HOW TO COMPLETE THIS TASK: Every entry must be duplicated precisely as written.

(RECORDED INFORMATION)

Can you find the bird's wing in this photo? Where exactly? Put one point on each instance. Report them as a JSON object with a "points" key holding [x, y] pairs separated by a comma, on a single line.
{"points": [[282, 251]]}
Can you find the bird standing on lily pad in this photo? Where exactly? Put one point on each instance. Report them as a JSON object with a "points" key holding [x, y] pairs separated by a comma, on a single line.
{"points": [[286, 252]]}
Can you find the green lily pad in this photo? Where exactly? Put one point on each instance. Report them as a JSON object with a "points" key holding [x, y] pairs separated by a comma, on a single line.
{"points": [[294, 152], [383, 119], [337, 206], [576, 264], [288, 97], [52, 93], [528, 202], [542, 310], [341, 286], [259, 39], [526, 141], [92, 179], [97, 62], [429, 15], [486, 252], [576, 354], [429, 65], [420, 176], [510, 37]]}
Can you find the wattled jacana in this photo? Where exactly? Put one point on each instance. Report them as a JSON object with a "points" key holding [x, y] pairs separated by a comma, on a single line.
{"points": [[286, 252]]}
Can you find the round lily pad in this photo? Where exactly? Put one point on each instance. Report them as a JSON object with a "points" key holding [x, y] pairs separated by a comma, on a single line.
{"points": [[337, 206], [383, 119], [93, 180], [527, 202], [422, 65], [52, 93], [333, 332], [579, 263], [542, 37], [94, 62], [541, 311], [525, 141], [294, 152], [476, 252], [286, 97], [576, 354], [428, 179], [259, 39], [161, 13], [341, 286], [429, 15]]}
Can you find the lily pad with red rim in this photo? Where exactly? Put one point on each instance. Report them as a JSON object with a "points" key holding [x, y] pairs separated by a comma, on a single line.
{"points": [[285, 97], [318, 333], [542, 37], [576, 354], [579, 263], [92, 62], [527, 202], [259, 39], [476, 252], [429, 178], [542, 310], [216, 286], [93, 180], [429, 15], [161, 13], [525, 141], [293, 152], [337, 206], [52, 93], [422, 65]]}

(End RECORDED INFORMATION)

SOLUTION TO THIS TASK:
Can you find the bird's wing in this photo? Where exactly? Put one point on each instance. Report them as a JSON object with a "points" key holding [x, y] pairs separated by a comma, on a single line.
{"points": [[282, 251]]}
Can you find the bird standing on lily pad in this photo? Where exactly? Put one point on each instance. Report them as a JSON object with a "points" key holding [x, y] pairs separated by a comma, on a single line.
{"points": [[286, 252]]}
Can you find the green lily pad in this photo? Where exactly? Put one point on each instance. Report them as a JSON object with a "points" key holding [x, y] pairs separated by a comma, on a single line.
{"points": [[294, 152], [383, 119], [337, 206], [576, 264], [288, 97], [52, 93], [528, 202], [542, 310], [341, 286], [259, 39], [526, 141], [92, 179], [97, 62], [429, 15], [486, 252], [576, 354], [429, 65], [420, 176], [510, 37]]}
Can you find the wattled jacana in this photo? Where exactly? Put one point on each instance. Report them as a JSON object with a "points" key holding [x, y] pairs separated by a comma, on a single line.
{"points": [[286, 252]]}
Can you find the round lily pad in this photo? Where exactly? Put one point on each instance. Report them as a JSON object with a "points" key holding [x, y] pairs separated by a comma, on a single line.
{"points": [[337, 206], [383, 119], [93, 180], [527, 202], [422, 65], [52, 93], [333, 332], [579, 263], [542, 37], [94, 62], [541, 311], [525, 141], [294, 152], [476, 252], [286, 97], [576, 354], [428, 179], [259, 39], [161, 13], [341, 286], [429, 15]]}
Can you find the lily pad with red rim in this photo? Where exactly? Put one point on each instance. Report them as a JSON object with a "points" key holding [x, y] pairs separated by a comma, on a single line.
{"points": [[285, 97], [318, 333], [542, 37], [576, 354], [579, 263], [92, 62], [527, 202], [259, 39], [476, 252], [429, 178], [542, 310], [216, 286], [93, 180], [429, 15], [161, 13], [525, 141], [293, 152], [337, 206], [52, 93], [422, 65]]}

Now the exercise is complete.